Render every line of the data exactly as written, and leave out the pictures.

┌──

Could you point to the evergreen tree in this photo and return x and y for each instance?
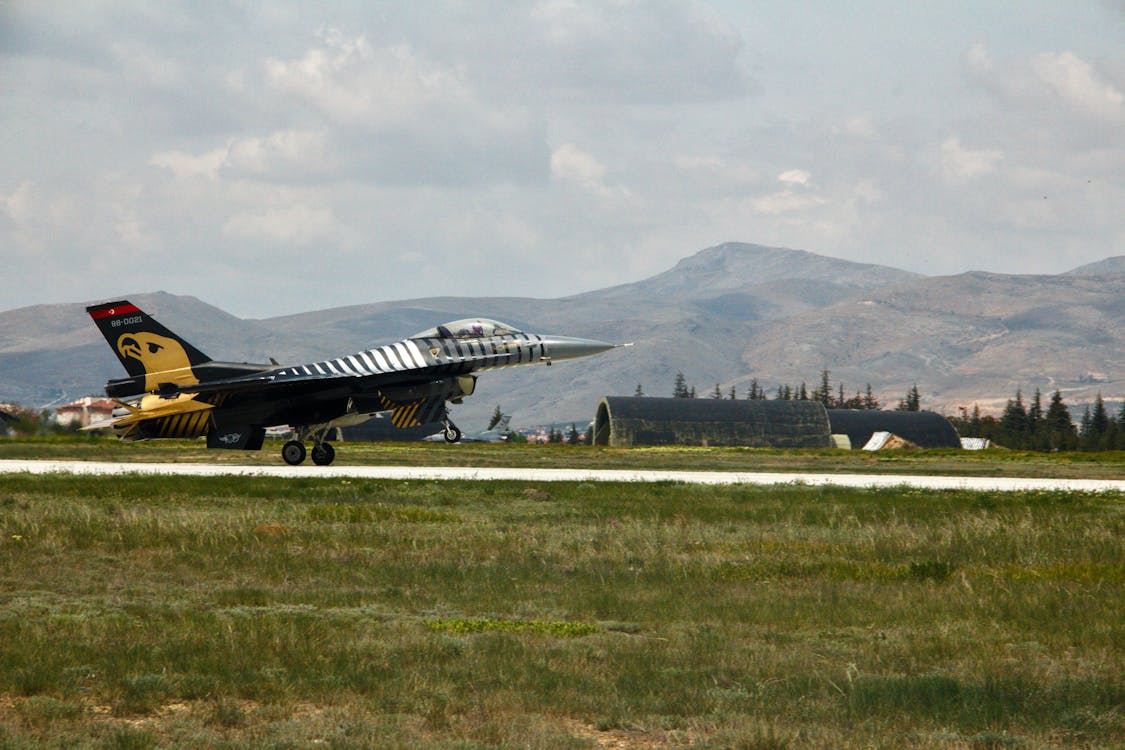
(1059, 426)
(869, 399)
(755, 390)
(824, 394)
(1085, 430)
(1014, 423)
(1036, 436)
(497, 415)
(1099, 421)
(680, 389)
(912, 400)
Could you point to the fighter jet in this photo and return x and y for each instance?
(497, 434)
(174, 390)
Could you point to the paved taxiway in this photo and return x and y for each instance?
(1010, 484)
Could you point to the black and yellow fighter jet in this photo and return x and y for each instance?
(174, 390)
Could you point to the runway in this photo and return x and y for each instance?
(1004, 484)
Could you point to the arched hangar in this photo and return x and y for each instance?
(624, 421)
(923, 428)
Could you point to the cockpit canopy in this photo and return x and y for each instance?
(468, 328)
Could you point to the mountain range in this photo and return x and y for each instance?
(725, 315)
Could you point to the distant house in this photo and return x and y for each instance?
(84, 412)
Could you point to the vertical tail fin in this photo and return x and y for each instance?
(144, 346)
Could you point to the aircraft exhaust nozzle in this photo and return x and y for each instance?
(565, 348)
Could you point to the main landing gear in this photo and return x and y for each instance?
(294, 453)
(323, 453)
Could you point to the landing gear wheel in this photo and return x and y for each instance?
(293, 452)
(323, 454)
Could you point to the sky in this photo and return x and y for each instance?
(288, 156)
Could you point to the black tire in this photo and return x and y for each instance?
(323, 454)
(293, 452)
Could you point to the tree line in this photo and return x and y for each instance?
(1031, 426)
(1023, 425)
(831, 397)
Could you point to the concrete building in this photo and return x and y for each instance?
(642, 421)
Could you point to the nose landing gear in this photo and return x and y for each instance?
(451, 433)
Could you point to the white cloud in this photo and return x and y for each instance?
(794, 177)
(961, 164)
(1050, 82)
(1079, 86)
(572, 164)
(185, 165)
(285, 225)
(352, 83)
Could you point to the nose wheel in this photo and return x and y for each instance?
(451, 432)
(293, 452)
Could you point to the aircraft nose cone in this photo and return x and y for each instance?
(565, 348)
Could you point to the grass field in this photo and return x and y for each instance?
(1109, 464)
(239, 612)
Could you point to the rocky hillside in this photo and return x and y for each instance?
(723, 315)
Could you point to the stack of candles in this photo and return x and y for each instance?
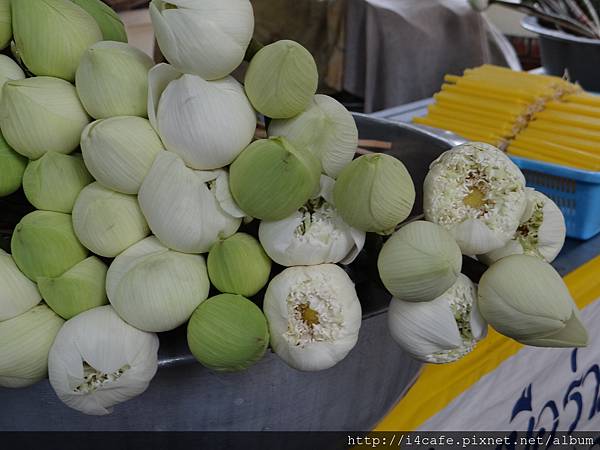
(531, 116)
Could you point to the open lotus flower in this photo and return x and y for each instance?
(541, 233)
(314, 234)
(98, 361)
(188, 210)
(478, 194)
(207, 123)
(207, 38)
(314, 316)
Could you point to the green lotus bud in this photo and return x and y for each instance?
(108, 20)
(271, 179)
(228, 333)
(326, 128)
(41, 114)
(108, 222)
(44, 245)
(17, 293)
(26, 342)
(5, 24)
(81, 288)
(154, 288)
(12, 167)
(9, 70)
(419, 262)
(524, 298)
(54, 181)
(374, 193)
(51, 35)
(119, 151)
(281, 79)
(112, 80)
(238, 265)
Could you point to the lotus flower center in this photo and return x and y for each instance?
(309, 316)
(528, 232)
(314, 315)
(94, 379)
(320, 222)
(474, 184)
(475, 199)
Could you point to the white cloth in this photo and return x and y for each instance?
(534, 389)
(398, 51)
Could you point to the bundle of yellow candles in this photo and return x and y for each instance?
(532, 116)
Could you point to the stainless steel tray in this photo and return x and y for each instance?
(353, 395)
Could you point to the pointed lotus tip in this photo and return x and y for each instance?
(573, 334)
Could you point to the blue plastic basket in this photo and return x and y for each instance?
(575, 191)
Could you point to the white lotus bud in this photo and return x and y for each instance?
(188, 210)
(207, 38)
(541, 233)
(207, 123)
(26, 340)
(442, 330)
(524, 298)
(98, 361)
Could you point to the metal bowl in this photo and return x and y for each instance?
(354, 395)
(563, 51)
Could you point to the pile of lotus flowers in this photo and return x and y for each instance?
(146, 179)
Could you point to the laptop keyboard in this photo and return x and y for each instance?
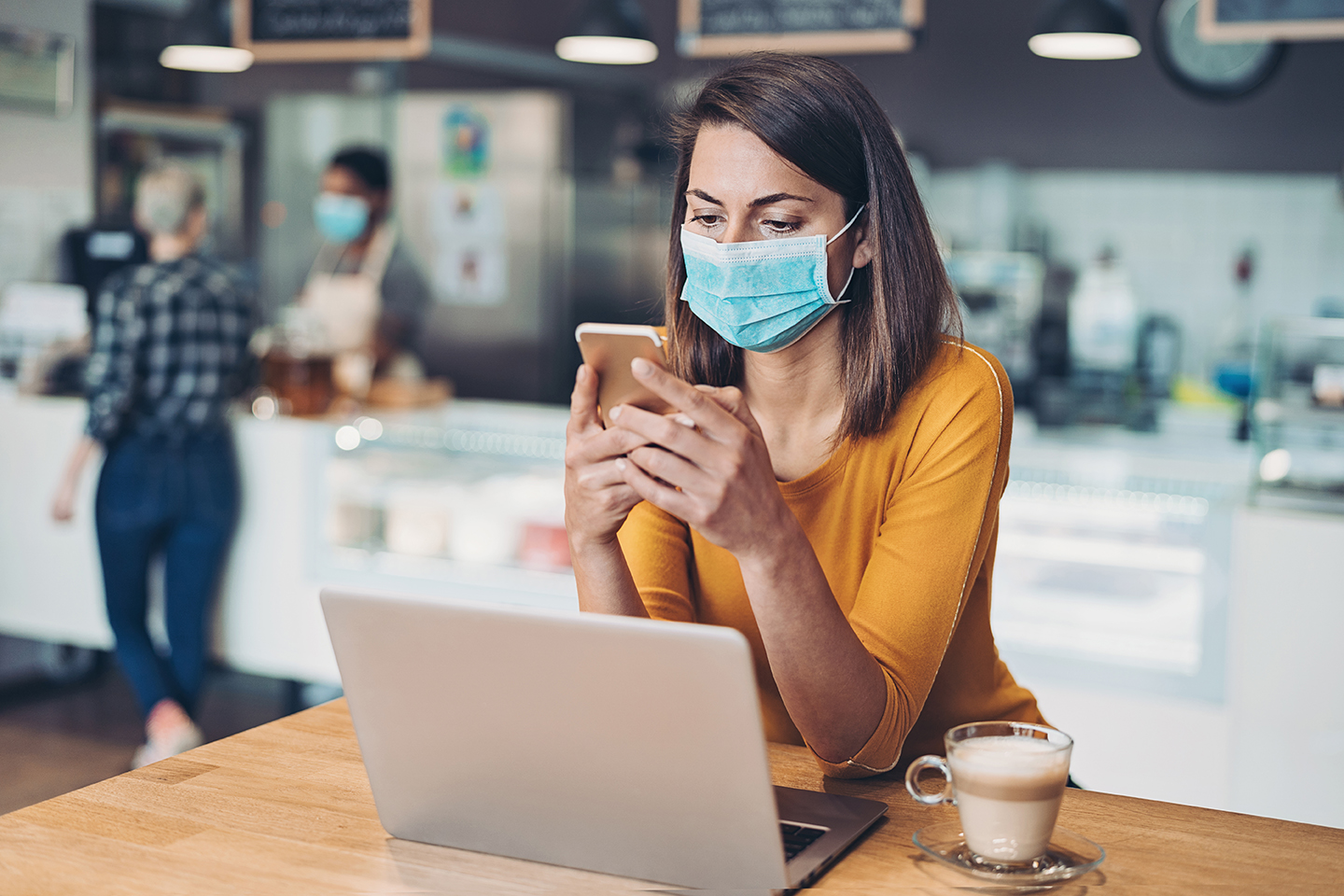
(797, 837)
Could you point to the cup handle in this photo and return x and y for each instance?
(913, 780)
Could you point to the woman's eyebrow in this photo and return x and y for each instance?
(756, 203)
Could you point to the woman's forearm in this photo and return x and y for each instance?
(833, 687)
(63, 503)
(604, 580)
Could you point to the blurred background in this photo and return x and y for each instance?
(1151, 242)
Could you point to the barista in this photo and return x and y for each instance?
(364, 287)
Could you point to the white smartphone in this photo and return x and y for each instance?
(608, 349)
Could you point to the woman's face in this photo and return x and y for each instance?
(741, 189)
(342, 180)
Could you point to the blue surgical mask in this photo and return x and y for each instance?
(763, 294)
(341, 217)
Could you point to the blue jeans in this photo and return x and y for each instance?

└──

**REPLY TO THE EXERCISE:**
Could you point to the evergreen tree in this photo and return x and y for each instance?
(1059, 426)
(869, 399)
(755, 390)
(824, 394)
(1085, 430)
(1014, 423)
(1036, 436)
(497, 415)
(1099, 421)
(680, 389)
(912, 400)
Could you point to the fighter jet in this photo and return x and y for each instance?
(497, 434)
(174, 390)
Could you point to the paved taxiway in this photo and return x and y for each instance?
(1010, 484)
Could you point to the black and yellow fighter jet in this photo and return x and y for each instance?
(174, 390)
Could you point to the runway in this photo and return x and y for each instance?
(1004, 484)
Could you point to the arched hangar in this photo and return x and y for each instance?
(624, 421)
(923, 428)
Could you point to the cockpit canopy in this photo and return x and y for each instance?
(468, 328)
Could you point to the mountain range in this photo and return x and y for each instance?
(725, 315)
Could you point to the distant house in this photo and return x and y for each instance?
(84, 412)
Could you point to the vertical tail fin in this photo and return x and y for each instance?
(144, 346)
Could you point to the aircraft exhaust nozzle in this photo and return x and y for each instance?
(565, 348)
Could you point to the main landing gear in this photo and return x and y for each instance?
(294, 453)
(323, 453)
Could you point to the landing gear wheel in this photo and return x and y for each instance?
(293, 452)
(323, 454)
Could you point to the sky in this photo and return x and y for each instance?
(288, 156)
Could you point to the black tire in this photo and return x and y for each instance?
(323, 454)
(293, 452)
Could you point to the tree line in this photo and return x and y for each instance?
(1031, 426)
(1023, 425)
(831, 397)
Could you point to the concrete building in this photo and return x and y for each instance?
(642, 421)
Could you point to the nose landing gear in this photo and return x and y for each instance?
(451, 433)
Could you point to the white cloud in this photo and return x and y for each instance?
(794, 177)
(961, 164)
(1050, 82)
(1079, 86)
(572, 164)
(185, 165)
(285, 225)
(352, 83)
Could you point to the nose wheel in this photo and return x and y for each instance?
(451, 432)
(293, 452)
Could you point to the aircraft nose cone in this photo and return x and y for each instance?
(565, 348)
Could you point to the grass field in this photo and return x and y for each instance?
(1109, 464)
(239, 612)
Could you point to the rocky hillside in this photo and return x and y for each instance?
(723, 315)
Could you point to the stack of candles in this photo and return x and y for each instance?
(531, 116)
Could you point to the open lotus flower in this photo and return x and y for each instance?
(541, 233)
(314, 234)
(98, 361)
(188, 210)
(478, 194)
(207, 123)
(207, 38)
(314, 316)
Could you point to the green lotus bud in this photo and return x and y for each instance?
(108, 20)
(271, 179)
(228, 333)
(326, 128)
(41, 114)
(108, 222)
(44, 245)
(17, 293)
(26, 342)
(5, 24)
(81, 288)
(154, 288)
(12, 167)
(9, 70)
(419, 262)
(524, 298)
(54, 181)
(374, 193)
(51, 35)
(119, 151)
(281, 79)
(112, 80)
(238, 265)
Could you point to the lotus flower center in this photo and return x and y for each instance?
(309, 316)
(528, 232)
(314, 315)
(94, 379)
(320, 222)
(474, 184)
(475, 199)
Could you point to the white cloth in this photo and return x and y for each instance?
(534, 389)
(398, 51)
Could you point to the bundle of yellow candles in this photo and return x and y for each instance?
(532, 116)
Could you point to the stainless steel tray in this photo and return x and y for each instance?
(353, 395)
Could you point to the pointed lotus tip in this photo and return x and y for each instance?
(573, 334)
Could you point to the blue plastic basket in this photo and return x and y for each instance?
(575, 191)
Could you point to the white lotus bud in this photo and return x and y for each instance?
(188, 210)
(207, 38)
(541, 233)
(207, 123)
(26, 340)
(442, 330)
(524, 298)
(98, 361)
Could you point to the metal bowl in this photo and return x and y for each instance?
(354, 395)
(563, 51)
Could you point to the pile of lotus flowers in this photo and return x and y for each instance?
(146, 179)
Could you point to the laptop keyboard in this photo and return x and y for each instance?
(797, 837)
Could you point to the cup handle in this photo and return x and y for each instance?
(913, 780)
Could you point to the woman's eyebrow in this photo and return x and y for each instance?
(756, 203)
Could you point to the woman's forearm in this photo and return x and y for each instance?
(833, 687)
(63, 503)
(604, 580)
Could you point to the blurred background in this photo and return x and y for each instance?
(1151, 242)
Could you point to the barista in this photo and return x and y for each instance?
(364, 287)
Could you point to the white smartphone in this photo and return x and y for each instance?
(608, 349)
Could you point to the woman's face in this photo and return x and y for each instance?
(741, 189)
(342, 180)
Could you point to the blue surgical mask in this photo and return x and y for each instance?
(763, 294)
(341, 217)
Could you point to the blue jeans in this photo and return x and y for each instance?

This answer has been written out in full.